Retype the lines of the dataset excerpt below character for character, omitting the pictures from your answer.

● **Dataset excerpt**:
···

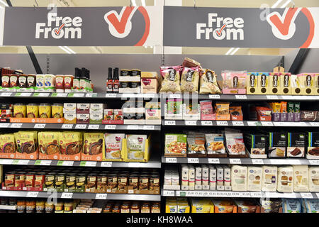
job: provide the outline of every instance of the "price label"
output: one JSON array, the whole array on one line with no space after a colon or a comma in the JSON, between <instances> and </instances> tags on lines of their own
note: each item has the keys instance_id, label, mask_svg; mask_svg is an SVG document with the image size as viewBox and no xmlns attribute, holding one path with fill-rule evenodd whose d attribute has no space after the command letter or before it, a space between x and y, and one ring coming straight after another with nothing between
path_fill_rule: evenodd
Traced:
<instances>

···

● **SOLUTION TO THE EXERCISE**:
job: provide the outline of every instance of the "price label"
output: one JSON array, the whole array on one line with no space after a colon or a comma in the JSON, between <instances> and </instances> tags on lines of their own
note: each item has the keys instance_id, label, mask_svg; mask_svg is an SVG document with the image size as viewBox and no xmlns attribute, holding one path with fill-rule evenodd whose d attribute has no space after the command letter or before it, a space between x and y, and one ring coming straight after another with nothing between
path_fill_rule: evenodd
Traced:
<instances>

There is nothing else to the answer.